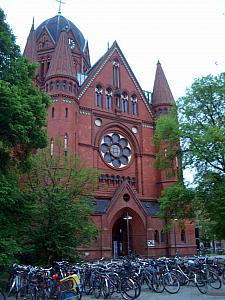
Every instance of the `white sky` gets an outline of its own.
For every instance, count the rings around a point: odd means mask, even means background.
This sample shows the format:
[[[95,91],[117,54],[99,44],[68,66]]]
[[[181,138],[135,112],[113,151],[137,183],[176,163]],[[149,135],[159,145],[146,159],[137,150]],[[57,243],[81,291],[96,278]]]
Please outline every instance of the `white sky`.
[[[144,90],[153,89],[158,60],[175,100],[185,95],[194,78],[225,71],[225,0],[63,2],[62,15],[88,40],[91,63],[103,55],[108,42],[111,46],[117,40]],[[37,28],[57,15],[59,3],[0,0],[0,7],[23,51],[33,17]]]
[[[141,87],[152,91],[159,60],[174,98],[196,77],[225,71],[225,0],[63,0],[62,15],[89,42],[94,64],[117,40]],[[23,51],[35,28],[58,13],[56,0],[0,0]]]

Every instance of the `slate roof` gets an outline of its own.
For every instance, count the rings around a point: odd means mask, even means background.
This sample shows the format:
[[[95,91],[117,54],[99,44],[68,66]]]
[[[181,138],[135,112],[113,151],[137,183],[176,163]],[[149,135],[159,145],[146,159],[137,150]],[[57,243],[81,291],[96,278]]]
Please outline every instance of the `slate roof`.
[[[157,216],[160,212],[160,205],[157,201],[143,201],[141,204],[148,216]]]
[[[91,203],[94,206],[95,213],[104,214],[109,207],[110,199],[93,199]]]
[[[62,30],[67,30],[67,31],[71,30],[76,38],[77,43],[80,46],[80,49],[82,51],[84,50],[85,39],[83,34],[70,20],[66,19],[62,15],[57,15],[41,23],[41,25],[39,25],[38,28],[36,29],[37,39],[41,34],[43,28],[46,28],[48,30],[55,43],[58,42]]]

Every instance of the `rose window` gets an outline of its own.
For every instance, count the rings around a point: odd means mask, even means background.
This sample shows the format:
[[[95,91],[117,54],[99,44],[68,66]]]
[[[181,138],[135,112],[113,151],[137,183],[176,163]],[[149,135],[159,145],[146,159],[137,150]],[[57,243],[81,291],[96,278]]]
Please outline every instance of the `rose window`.
[[[131,160],[131,146],[118,133],[108,133],[101,140],[100,152],[105,163],[114,168],[124,168]]]

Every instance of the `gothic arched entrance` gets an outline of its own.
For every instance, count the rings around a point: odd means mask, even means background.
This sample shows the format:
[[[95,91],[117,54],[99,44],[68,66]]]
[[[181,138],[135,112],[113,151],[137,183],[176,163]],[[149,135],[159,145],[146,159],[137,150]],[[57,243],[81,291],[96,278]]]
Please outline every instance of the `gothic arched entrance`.
[[[133,252],[133,234],[130,215],[124,215],[117,219],[112,228],[113,257],[128,255]]]

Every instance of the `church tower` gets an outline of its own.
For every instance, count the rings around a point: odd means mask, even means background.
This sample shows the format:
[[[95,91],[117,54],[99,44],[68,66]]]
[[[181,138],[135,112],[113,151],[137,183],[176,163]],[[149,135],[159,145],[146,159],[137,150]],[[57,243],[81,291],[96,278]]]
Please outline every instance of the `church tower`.
[[[90,259],[130,251],[174,254],[173,240],[163,231],[165,220],[158,216],[161,186],[154,167],[156,116],[168,113],[174,104],[161,64],[151,101],[116,41],[91,66],[88,42],[60,13],[37,29],[32,24],[24,56],[39,65],[34,82],[51,97],[51,155],[58,155],[57,145],[62,145],[65,158],[72,152],[99,170],[92,200],[99,237],[83,251]],[[194,254],[194,227],[189,227],[185,242],[177,232],[179,252]]]

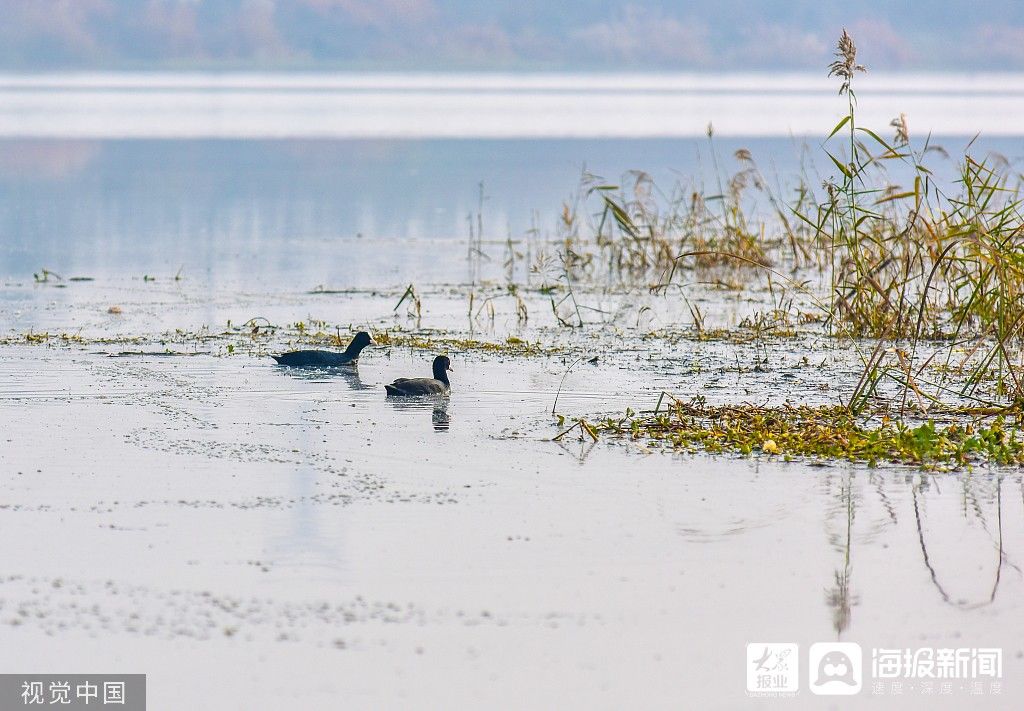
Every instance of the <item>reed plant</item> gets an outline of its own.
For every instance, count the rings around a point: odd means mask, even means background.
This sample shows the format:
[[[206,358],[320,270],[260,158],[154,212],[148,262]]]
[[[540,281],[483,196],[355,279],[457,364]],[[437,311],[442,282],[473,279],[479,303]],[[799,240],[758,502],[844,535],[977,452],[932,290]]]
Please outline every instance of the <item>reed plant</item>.
[[[1007,161],[980,154],[972,142],[957,159],[958,179],[941,185],[929,162],[948,154],[930,137],[915,145],[904,114],[891,122],[888,139],[858,121],[856,88],[866,71],[844,30],[828,73],[839,80],[845,113],[822,144],[834,174],[817,189],[801,175],[789,200],[768,187],[747,150],[736,152],[738,170],[724,176],[711,126],[710,193],[683,184],[665,192],[639,171],[621,186],[585,173],[559,233],[563,280],[571,293],[571,285],[588,280],[665,287],[680,274],[707,269],[735,270],[740,283],[767,278],[800,293],[799,308],[816,308],[814,320],[828,335],[863,351],[864,372],[846,400],[850,410],[880,397],[884,383],[897,386],[902,405],[911,397],[927,403],[955,395],[1021,409],[1019,180]],[[897,169],[909,184],[893,184]],[[767,218],[744,209],[750,190],[769,207]],[[803,276],[815,269],[824,279],[812,288]],[[578,315],[575,296],[572,303]],[[926,360],[917,356],[926,341],[946,344],[938,379],[925,374],[936,364],[935,350]],[[954,386],[946,374],[955,363],[964,377]]]

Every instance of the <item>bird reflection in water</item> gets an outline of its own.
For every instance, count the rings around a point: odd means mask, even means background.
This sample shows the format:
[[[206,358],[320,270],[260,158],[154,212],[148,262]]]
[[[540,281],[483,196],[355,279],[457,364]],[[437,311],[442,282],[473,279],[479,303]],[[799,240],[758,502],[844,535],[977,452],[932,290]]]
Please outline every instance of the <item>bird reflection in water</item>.
[[[448,414],[448,400],[445,398],[444,402],[435,403],[434,412],[430,417],[434,423],[434,429],[438,432],[447,431],[448,426],[451,424],[452,416]]]
[[[281,372],[289,378],[296,380],[308,380],[315,382],[327,382],[344,380],[352,390],[371,390],[373,385],[367,385],[359,377],[359,371],[355,368],[281,368]]]
[[[396,410],[430,411],[430,421],[438,432],[447,432],[451,426],[451,415],[448,413],[447,395],[424,395],[419,397],[387,398],[387,402]]]

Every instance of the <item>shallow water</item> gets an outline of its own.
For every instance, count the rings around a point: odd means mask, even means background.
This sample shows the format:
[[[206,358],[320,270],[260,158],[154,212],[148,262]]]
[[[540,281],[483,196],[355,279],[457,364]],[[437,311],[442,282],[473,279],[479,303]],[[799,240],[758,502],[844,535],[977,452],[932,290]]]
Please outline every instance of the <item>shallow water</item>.
[[[111,293],[123,322],[102,313]],[[425,293],[427,318],[462,333],[462,297],[445,293]],[[748,642],[840,639],[1004,652],[998,696],[866,689],[857,707],[1006,708],[1021,694],[1018,472],[550,441],[560,387],[566,414],[651,407],[662,389],[755,401],[792,378],[827,400],[841,353],[819,373],[772,347],[761,372],[730,372],[757,347],[627,329],[568,375],[568,356],[453,353],[450,398],[395,402],[382,383],[424,374],[428,353],[375,348],[358,374],[305,373],[216,341],[160,342],[170,323],[257,305],[278,322],[323,296],[107,280],[4,294],[8,323],[18,304],[22,325],[149,334],[0,347],[6,666],[127,665],[149,674],[151,699],[238,708],[733,708],[748,700]],[[329,303],[379,327],[395,298]],[[479,335],[500,340],[501,323]],[[164,347],[199,354],[111,357]],[[241,676],[221,685],[211,668]]]
[[[677,292],[581,286],[593,310],[570,331],[524,290],[517,318],[507,234],[552,229],[584,163],[711,180],[702,141],[71,134],[0,141],[5,668],[143,671],[160,708],[1024,701],[1019,471],[552,441],[552,409],[618,415],[663,391],[828,404],[858,377],[854,349],[813,329],[701,340]],[[1013,160],[1020,140],[990,147]],[[742,146],[783,180],[799,167],[788,139],[719,143]],[[481,180],[482,268],[465,239]],[[60,277],[36,283],[43,268]],[[774,298],[754,281],[682,293],[737,330]],[[397,306],[409,283],[419,318]],[[453,349],[449,398],[396,402],[382,384],[426,375],[432,352],[288,371],[268,354],[299,321],[543,349]],[[1001,686],[866,683],[829,704],[804,660],[796,698],[747,696],[748,643],[803,657],[837,639],[868,665],[873,648],[998,647]]]

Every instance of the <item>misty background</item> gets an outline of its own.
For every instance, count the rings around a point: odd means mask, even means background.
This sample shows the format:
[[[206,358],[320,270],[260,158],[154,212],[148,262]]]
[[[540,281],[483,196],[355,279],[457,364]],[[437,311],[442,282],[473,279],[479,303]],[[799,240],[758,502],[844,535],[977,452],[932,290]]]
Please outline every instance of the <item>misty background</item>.
[[[1024,68],[1024,3],[0,0],[0,70]]]

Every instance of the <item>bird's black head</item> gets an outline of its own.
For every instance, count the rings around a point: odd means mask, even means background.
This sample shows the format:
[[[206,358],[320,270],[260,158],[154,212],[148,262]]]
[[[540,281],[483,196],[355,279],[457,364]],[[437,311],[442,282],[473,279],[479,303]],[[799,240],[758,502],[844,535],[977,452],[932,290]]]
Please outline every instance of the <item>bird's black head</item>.
[[[438,356],[434,358],[434,379],[440,380],[443,383],[448,382],[448,372],[452,369],[452,362],[448,360],[448,356]]]
[[[359,352],[367,346],[376,345],[373,339],[370,338],[370,334],[366,331],[360,331],[356,334],[356,337],[352,339],[352,342],[348,344],[348,348],[345,352],[351,356],[358,356]]]

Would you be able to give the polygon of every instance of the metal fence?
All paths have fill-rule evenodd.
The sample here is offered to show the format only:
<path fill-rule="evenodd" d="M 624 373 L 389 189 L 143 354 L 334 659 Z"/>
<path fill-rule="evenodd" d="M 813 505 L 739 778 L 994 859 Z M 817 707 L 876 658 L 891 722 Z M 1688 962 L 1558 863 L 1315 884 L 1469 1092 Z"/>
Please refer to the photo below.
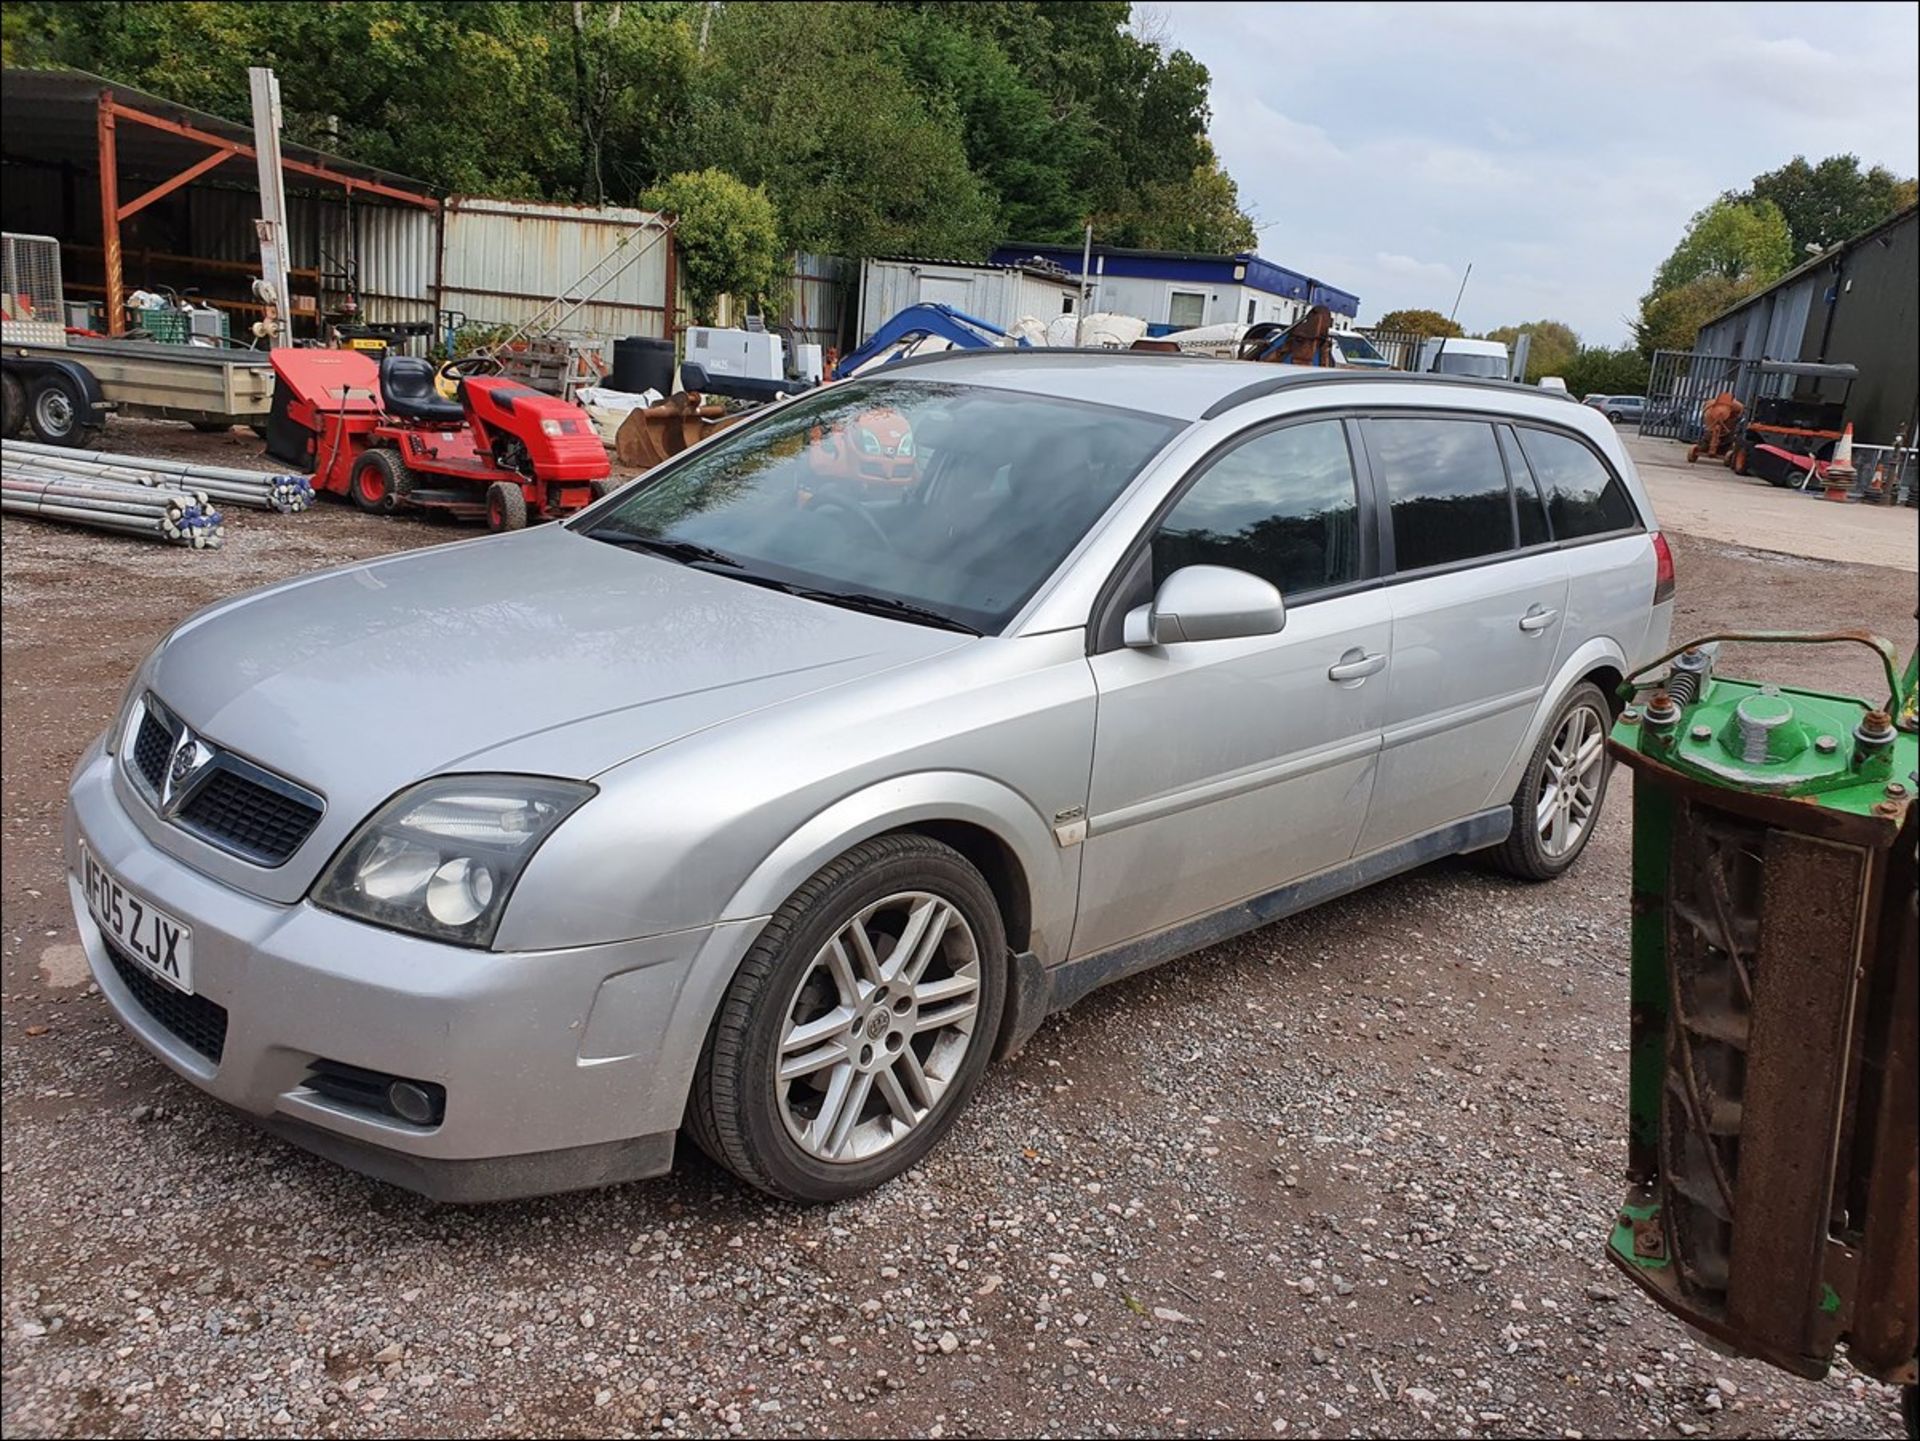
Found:
<path fill-rule="evenodd" d="M 1691 444 L 1706 433 L 1701 412 L 1723 391 L 1749 411 L 1763 396 L 1792 395 L 1806 377 L 1758 356 L 1713 355 L 1699 350 L 1659 350 L 1647 381 L 1647 408 L 1640 433 Z M 1821 382 L 1815 380 L 1819 390 Z"/>
<path fill-rule="evenodd" d="M 1420 342 L 1424 338 L 1411 330 L 1379 330 L 1363 328 L 1364 335 L 1373 348 L 1395 370 L 1412 370 L 1420 364 Z"/>

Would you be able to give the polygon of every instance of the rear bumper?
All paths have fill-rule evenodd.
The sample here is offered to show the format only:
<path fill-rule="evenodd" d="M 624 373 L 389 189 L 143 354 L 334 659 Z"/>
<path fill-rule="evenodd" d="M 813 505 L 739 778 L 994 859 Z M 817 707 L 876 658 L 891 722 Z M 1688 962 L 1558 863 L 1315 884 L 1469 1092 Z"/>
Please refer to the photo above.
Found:
<path fill-rule="evenodd" d="M 83 841 L 123 885 L 192 927 L 196 1005 L 224 1010 L 223 1042 L 163 1017 L 168 1006 L 153 1008 L 152 993 L 143 1002 L 122 978 L 74 874 Z M 148 1050 L 275 1134 L 442 1200 L 665 1171 L 712 1003 L 760 928 L 500 953 L 263 901 L 154 847 L 98 744 L 74 777 L 65 845 L 94 979 Z M 323 1095 L 308 1084 L 321 1059 L 444 1086 L 444 1118 L 417 1126 Z"/>

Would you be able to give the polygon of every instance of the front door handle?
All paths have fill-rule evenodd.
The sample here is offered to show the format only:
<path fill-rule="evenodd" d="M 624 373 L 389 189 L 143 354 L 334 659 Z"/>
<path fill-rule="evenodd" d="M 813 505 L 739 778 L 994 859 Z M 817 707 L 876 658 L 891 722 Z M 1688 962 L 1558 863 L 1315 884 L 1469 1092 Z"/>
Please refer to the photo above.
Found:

» **THE TASK**
Return only the number of lines above that include the word "give".

» **PROBLEM SOLUTION**
3